Dataset rows
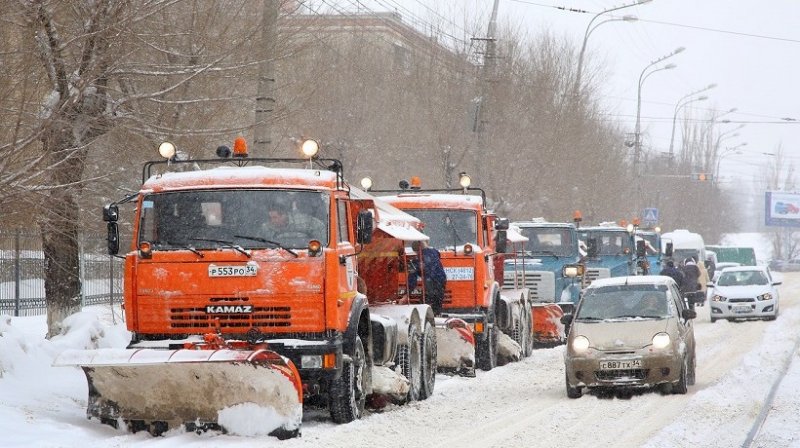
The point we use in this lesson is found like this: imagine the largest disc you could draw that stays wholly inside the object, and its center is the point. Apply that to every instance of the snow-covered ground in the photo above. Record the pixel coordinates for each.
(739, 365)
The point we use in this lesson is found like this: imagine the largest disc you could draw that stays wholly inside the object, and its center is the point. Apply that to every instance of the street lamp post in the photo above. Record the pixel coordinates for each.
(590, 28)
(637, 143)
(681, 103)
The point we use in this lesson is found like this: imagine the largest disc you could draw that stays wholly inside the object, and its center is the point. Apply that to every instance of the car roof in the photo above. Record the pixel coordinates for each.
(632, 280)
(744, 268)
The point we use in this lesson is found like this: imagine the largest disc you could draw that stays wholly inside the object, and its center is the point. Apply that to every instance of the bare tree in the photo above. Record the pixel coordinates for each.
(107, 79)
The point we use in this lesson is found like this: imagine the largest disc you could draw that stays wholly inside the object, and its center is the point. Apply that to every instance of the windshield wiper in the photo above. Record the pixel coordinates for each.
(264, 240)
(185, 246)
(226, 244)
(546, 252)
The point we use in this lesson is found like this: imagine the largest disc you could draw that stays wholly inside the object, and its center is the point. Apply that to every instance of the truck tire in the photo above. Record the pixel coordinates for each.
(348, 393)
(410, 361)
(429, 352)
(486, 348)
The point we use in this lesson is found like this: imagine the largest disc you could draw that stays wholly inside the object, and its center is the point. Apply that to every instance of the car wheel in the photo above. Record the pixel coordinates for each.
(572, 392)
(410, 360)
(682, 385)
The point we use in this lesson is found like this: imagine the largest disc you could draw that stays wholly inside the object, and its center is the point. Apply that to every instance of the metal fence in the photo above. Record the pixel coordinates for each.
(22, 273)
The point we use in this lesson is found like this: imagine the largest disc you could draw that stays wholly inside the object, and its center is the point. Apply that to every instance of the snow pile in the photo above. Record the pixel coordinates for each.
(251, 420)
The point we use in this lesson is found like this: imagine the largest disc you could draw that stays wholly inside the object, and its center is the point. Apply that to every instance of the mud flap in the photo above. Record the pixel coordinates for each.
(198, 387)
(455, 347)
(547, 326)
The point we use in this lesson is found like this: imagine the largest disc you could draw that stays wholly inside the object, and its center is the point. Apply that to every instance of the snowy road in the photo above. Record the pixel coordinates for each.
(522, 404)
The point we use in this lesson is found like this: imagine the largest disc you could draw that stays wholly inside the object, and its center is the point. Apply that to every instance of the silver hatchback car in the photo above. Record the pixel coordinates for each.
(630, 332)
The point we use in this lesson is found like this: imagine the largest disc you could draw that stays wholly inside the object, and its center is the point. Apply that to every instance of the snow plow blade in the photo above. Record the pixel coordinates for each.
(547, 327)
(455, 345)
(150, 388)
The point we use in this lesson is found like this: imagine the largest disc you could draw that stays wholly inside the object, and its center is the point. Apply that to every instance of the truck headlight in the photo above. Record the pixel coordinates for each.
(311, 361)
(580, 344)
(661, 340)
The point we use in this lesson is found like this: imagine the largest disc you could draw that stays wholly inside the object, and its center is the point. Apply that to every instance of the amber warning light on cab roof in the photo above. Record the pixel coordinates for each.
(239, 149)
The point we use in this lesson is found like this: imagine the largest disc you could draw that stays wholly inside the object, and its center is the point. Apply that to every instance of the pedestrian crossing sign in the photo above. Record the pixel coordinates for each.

Written exercise: Except for the pictures, copy the material above exactly.

Solution:
The point we use in this lesson is found like this: imagine the largest disc you could draw that stays wholly inside the object, and its center is the point. Apply that to every instance of the snow-covered ground in the photo above. Record the pixel coordinates for each.
(739, 365)
The point we use in this lesson is found like this: imagine the largest disc you could draw that stays wholly inside the object, and its center is the point. Apply that to every instance of the street lamp post in the photo above. Record the pixel coordinates for each.
(590, 28)
(637, 143)
(681, 103)
The point we use in this lesson is found like this: imagine the largest disc you could draw that stays wholly inside the object, and its center is the point. Apply that to every instance of the car roof in the photo above. Record the pixel coordinates for each.
(632, 280)
(744, 268)
The point we use in this lesson is found like this: imagine the largest disc you could draw that stays wholly inside the object, and its center is the point. Apply that to every instance of the bare tree in the photo above. Record the pixel coordinates for each.
(107, 79)
The point we use in this lesson is found like this: imagine the largest disc you could draw that stays wholly inside the object, and its center is the point. Apply that to every instance of the windshield wiper in the photo above. Record the pixel coordinates for each.
(264, 240)
(185, 246)
(226, 244)
(546, 252)
The point we use in this lesson is found like this: imagine the largest disc you could draw that stays wholly inside the object, and its center is the point. Apply that to every instance of the truck tire in the photo above. Record the pixel coordinates for each.
(348, 393)
(410, 361)
(429, 352)
(486, 348)
The point we use in this lesson is found like this: imagine the largest disc you could draw that stays wholly inside the object, and its center is the point. Apply that to every instance of the car wheel in the photo above. Record the pixel coordinates for each.
(572, 392)
(410, 360)
(682, 385)
The point we use in this lesson is found like this: imagine the largest disc you could draw that stays wholly inside the object, and its center is the point. Apply that to every instance of the metal fence in the photo above. Record the pixel coordinates for each.
(22, 273)
The point we use in this lesson is found like this: imagine the largest disc you could draw that stays wholly inside the object, and its center is the point. Apply that to every instance of the snow pile in the photo above. Record the pixel coordinates for each.
(251, 420)
The point we use in this lesson is found like this: imagine the largest disc you could draw that stays wholly inside the object, and its center is the point. Apply that to every instance of the mud flap in the photo above. Record the pixel coordinates for each.
(198, 387)
(455, 347)
(547, 326)
The point we use in this lesson is found like this: imagine the largest disc you could draw that stays wholly inside the object, and its center is the point. Apply that to every instance of the snowy road in the photo above. Record the pixel coordinates for each.
(522, 404)
The point we use in this lesson is found like this: imagine the largest disc you could draw that stays wholly inside the object, and its center is the point. Apply that to every instance of the silver hatchback car in the photo above. Record the pixel coordinates for each.
(630, 332)
The point we use in this lesson is found like this: imagine the largest disc you could draw that stays wholly inside the object, and its center is the point. Apply that to every instance of the snow plow blade in the photo above. Record the pixel coordinates for each.
(547, 327)
(455, 345)
(150, 388)
The point we use in this lesson is found like this: imagine the largest disc you could draw that stays wholly inside the object, and its center is the point. Apply that to every instance of the truck headlight in the photo above. Record the pixel coordinates for each.
(311, 361)
(580, 344)
(661, 340)
The point we use in this lesson is found like this: imagine the largest disc you could draw that stays wholly inside the object, and its center is the point. Apply that to every instance of the amber warning light on cab roof in the photo above. Record the pixel coordinates for each.
(239, 149)
The point we use in this lesson is found like this: imagine the largest disc you could draw that stays wholly inside the object, and its center is the point. Apply that to every instance of the pedestrian crossing sign in the photo above. Record the pixel coordinates for each.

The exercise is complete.